* **EXERCISE PROMPT**: Reproduce every one of the entries below verbatim, including each line of coordinates.

[Object position labeling entries]
▬▬▬▬▬▬▬▬▬▬
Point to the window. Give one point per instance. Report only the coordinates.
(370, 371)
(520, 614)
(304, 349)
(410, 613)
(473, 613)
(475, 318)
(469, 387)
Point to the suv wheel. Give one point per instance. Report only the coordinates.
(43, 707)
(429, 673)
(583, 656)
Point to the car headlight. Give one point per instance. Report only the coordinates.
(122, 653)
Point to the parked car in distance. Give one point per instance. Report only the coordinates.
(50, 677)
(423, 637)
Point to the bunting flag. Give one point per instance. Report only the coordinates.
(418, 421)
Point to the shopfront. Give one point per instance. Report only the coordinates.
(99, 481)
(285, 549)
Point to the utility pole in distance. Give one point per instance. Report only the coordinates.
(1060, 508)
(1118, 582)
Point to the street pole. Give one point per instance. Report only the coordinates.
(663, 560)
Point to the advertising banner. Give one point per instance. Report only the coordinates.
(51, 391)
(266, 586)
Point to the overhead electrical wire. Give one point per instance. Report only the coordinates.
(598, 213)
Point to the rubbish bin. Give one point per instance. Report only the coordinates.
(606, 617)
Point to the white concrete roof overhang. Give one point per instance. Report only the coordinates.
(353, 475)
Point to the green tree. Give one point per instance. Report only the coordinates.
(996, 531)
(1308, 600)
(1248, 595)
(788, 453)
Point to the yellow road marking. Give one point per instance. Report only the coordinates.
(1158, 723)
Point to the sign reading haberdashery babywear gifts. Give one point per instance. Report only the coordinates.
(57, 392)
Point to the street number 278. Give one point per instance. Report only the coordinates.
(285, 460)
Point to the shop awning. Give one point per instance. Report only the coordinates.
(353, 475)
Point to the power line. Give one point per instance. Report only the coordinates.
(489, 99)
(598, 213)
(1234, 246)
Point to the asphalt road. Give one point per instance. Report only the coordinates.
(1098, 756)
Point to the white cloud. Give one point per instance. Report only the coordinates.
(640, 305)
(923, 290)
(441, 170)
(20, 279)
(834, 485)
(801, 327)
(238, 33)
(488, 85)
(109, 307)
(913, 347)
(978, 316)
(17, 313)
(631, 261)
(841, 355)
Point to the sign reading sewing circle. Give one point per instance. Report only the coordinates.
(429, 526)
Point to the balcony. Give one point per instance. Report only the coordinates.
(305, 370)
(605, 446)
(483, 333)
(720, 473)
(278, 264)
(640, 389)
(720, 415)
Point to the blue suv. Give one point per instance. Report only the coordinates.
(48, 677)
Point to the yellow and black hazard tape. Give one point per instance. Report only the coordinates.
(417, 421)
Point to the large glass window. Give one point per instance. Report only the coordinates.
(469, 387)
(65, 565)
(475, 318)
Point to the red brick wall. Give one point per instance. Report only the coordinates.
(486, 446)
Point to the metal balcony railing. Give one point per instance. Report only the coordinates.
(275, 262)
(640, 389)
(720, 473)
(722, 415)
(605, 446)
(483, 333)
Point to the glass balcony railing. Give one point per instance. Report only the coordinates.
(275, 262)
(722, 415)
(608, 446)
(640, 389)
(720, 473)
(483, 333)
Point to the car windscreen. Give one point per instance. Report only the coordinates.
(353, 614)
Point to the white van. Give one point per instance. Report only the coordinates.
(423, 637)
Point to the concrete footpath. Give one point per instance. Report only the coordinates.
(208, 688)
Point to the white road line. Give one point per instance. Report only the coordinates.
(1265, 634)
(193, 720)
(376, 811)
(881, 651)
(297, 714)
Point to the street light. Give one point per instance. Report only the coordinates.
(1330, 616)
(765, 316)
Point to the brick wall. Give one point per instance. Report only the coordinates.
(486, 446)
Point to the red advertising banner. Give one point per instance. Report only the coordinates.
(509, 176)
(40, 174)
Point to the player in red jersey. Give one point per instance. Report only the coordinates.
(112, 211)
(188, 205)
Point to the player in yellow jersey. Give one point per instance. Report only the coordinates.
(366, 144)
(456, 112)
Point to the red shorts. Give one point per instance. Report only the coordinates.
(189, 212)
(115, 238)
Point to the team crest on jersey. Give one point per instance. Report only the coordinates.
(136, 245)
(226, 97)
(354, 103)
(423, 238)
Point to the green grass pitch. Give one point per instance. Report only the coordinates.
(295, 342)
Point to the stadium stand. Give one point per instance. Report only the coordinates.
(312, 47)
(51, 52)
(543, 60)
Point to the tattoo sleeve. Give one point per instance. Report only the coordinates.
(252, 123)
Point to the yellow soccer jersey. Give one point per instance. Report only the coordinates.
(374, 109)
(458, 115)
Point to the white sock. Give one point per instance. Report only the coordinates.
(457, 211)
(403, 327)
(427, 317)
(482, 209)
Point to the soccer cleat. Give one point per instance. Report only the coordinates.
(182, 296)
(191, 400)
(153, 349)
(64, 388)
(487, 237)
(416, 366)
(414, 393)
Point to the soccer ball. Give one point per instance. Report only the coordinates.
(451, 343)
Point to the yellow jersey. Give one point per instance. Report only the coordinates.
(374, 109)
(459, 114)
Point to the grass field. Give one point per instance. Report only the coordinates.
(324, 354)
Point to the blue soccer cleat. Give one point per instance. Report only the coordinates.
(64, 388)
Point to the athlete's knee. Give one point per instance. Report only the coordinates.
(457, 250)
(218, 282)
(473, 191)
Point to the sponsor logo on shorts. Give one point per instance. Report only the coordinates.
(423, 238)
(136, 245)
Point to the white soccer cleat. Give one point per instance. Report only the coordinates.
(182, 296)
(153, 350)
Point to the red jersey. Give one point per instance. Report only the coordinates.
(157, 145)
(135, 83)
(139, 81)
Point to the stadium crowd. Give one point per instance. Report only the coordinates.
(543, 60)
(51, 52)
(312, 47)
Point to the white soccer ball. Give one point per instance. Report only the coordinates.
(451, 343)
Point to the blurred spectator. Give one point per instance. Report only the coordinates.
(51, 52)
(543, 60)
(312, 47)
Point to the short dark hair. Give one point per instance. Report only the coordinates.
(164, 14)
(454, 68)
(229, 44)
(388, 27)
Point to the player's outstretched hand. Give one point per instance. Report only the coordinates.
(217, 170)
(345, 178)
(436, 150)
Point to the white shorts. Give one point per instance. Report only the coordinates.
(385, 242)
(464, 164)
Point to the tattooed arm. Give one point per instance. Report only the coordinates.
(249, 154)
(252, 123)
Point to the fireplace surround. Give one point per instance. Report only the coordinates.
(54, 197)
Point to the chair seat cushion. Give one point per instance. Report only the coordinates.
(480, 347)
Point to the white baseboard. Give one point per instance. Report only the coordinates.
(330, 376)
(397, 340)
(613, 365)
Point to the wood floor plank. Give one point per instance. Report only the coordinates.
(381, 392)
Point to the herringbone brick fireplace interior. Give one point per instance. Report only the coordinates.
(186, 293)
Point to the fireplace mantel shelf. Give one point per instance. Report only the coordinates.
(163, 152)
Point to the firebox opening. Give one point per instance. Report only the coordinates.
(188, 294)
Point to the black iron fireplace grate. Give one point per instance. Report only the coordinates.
▬▬▬▬▬▬▬▬▬▬
* **ANSWER TO THE TASK**:
Point to the window. Give one point per instance. Report only the coordinates.
(370, 371)
(520, 614)
(304, 349)
(410, 613)
(473, 613)
(475, 318)
(469, 387)
Point to the suv wheel. Give one point per instance. Report only the coordinates.
(43, 707)
(429, 673)
(583, 656)
Point to the car headlight. Give one point per instance. Report only the coordinates.
(122, 653)
Point to the parked car in distance. Give one point per instance. Report only the coordinates.
(50, 677)
(423, 637)
Point to the bunting flag. Give one point per instance. Report only the coordinates.
(418, 421)
Point to the shopfront. Give one point per instance. Report only the coordinates.
(99, 481)
(285, 549)
Point to the utility pole in distance. Give one point per instance. Report only the coordinates.
(1060, 508)
(1118, 582)
Point to the street pole. Give one point per instance. Report only the coordinates.
(663, 560)
Point to the advertising banner. Give one point per instance. Report only the coordinates.
(51, 391)
(266, 586)
Point to the overhead electrical wire. Give one point per instance. Report only the coordinates.
(598, 213)
Point to the rubbish bin. Give one point per instance. Report only the coordinates.
(606, 617)
Point to the white concrete roof overhang. Give one point per instance. Report only the coordinates.
(353, 475)
Point to the green tree. Give one point per instance. Report only the coordinates.
(996, 531)
(1308, 600)
(1248, 595)
(788, 453)
Point to the yellow road marking. Give one point per instance. Report only the coordinates.
(1158, 723)
Point to the sign reading haberdashery babywear gifts. Give one point per instance. Report only the coordinates.
(57, 392)
Point to the street number 278. Give one point per instance. Report only the coordinates.
(285, 460)
Point to the shop awning. Give one point per instance. Report only the coordinates.
(353, 475)
Point to the power line. Give one point per instance. Report only the coordinates.
(489, 99)
(598, 213)
(1234, 246)
Point to the asphalt road. Give one point per instance. Report only the coordinates.
(1098, 756)
Point to the white cloud. Give one point per instance. Report only the coordinates.
(640, 305)
(923, 290)
(441, 170)
(20, 279)
(834, 485)
(801, 327)
(238, 33)
(488, 85)
(109, 307)
(913, 347)
(978, 316)
(17, 313)
(631, 261)
(841, 355)
Point to the sign reading sewing circle. Give one point per instance. Report only the coordinates.
(429, 526)
Point to the balcony. Give one point per instance. Report only the coordinates.
(305, 370)
(605, 446)
(483, 333)
(720, 473)
(278, 264)
(640, 389)
(720, 415)
Point to the blue suv. Give one point per instance. Report only the coordinates.
(48, 677)
Point to the yellow and black hazard tape. Give one point per instance. Report only the coordinates.
(417, 421)
Point to the large glass window. Give one point per instance. Report only the coordinates.
(469, 387)
(65, 565)
(475, 318)
Point to the red brick wall. Give one point per instance. Report only the coordinates.
(486, 446)
Point to the metal balcony railing. Give one point per instance. Report only the coordinates.
(275, 262)
(640, 389)
(720, 473)
(722, 415)
(605, 446)
(483, 333)
Point to the glass balcony railing. Give one point per instance. Report only the coordinates.
(275, 262)
(722, 415)
(608, 446)
(640, 389)
(720, 473)
(483, 333)
Point to the car windscreen. Give one point per instance. Report only the coordinates.
(353, 614)
Point to the white van. Give one point per instance. Report only the coordinates.
(423, 637)
Point to the concrete footpath. Give one point per instance. Report only the coordinates.
(208, 688)
Point to the white road line. Give one point per instance. Report only the coordinates.
(1265, 634)
(193, 720)
(376, 811)
(881, 651)
(297, 714)
Point to the street light. Give one point per instance. Report only the coordinates.
(1330, 616)
(765, 316)
Point to the brick wall. Give one point per instance. Report only the coordinates.
(486, 446)
Point to the red advertising banner. Give one point per instance. Report only the coordinates.
(509, 176)
(40, 174)
Point to the player in red jersey. Give one point per instance. Report only the coordinates.
(112, 211)
(188, 205)
Point to the player in yellow jersey. Give one point per instance. Report only the coordinates.
(366, 144)
(456, 112)
Point to the red shorts. Give one point per instance. Report only the coordinates.
(189, 212)
(115, 238)
Point to the team crest on jersey. Give one point per instance. Report only the coordinates.
(136, 245)
(226, 97)
(354, 103)
(423, 238)
Point to the green grass pitch. Give one point per instance. Report only the coordinates.
(295, 342)
Point to the stadium stand. Give one point per instance. Report only the coordinates.
(312, 47)
(51, 52)
(543, 60)
Point to the tattoo sleeve. Give one point per instance. Report only the coordinates.
(252, 123)
Point to the yellow soccer jersey. Give one point per instance. Report only the coordinates.
(374, 109)
(458, 115)
Point to the white sock. Give one point per instance. Report only the coordinates.
(457, 211)
(403, 327)
(427, 317)
(482, 209)
Point to the soccer cleat. Give one point per instance. Report only the coordinates.
(182, 296)
(191, 400)
(153, 349)
(64, 388)
(487, 237)
(416, 366)
(414, 393)
Point to the soccer ball. Give one point per instance. Report only the coordinates.
(451, 343)
Point to the yellow jersey. Give one point per instance. Report only the coordinates.
(374, 109)
(459, 114)
Point to the grass field. Give one point per instance. Report only the coordinates.
(324, 354)
Point to the blue soccer cleat. Give one point per instance. Report only the coordinates.
(64, 388)
Point to the athlete's knee. Give one point per instance. Report only the coordinates.
(457, 250)
(218, 282)
(473, 191)
Point to the sponsor logo on shorts. Give one point per instance. Report only the coordinates.
(423, 238)
(136, 245)
Point to the white soccer cleat. Give one point per instance. Report only the coordinates.
(182, 296)
(153, 350)
Point to the red jersey. Give one point per instance. Report only the coordinates.
(157, 145)
(135, 83)
(139, 81)
Point to the stadium crowd. Give one point per instance. Report only the coordinates.
(543, 60)
(51, 52)
(312, 47)
Point to the white soccer ball. Give one point per instance. Report only the coordinates.
(451, 343)
Point to the blurred spectator. Give one point per instance. Report only the coordinates.
(51, 52)
(543, 60)
(312, 47)
Point to the short dark hair. Give one point per instance. Report only the coordinates.
(164, 14)
(454, 68)
(229, 44)
(388, 27)
Point to the player's outstretched hand. Give one point per instance. Report only the coordinates.
(217, 170)
(345, 178)
(436, 150)
Point to the white shorts. Give one point per instance. Report only the coordinates.
(385, 242)
(464, 164)
Point to the tattooed arm. Give one point per instance. Report only the coordinates.
(249, 154)
(252, 123)
Point to the fireplace surround. Give one point per instance. Report only the coordinates.
(54, 197)
Point to the chair seat cushion. Give one point per instance. Report only the coordinates.
(480, 347)
Point to the white baseboard. Give one point per instance. Report only the coordinates.
(330, 376)
(397, 340)
(613, 365)
Point to the wood floor plank. Give one point per instance. Report only the coordinates.
(381, 392)
Point to the herringbone brick fireplace interior. Give one point per instance. Report only the coordinates.
(186, 293)
Point to the fireplace mantel shelf. Give one point per instance. Report only the coordinates.
(163, 152)
Point to the firebox opening. Give one point per instance. Report only the coordinates.
(188, 294)
Point to the black iron fireplace grate. Give one point per instance. Report only the coordinates.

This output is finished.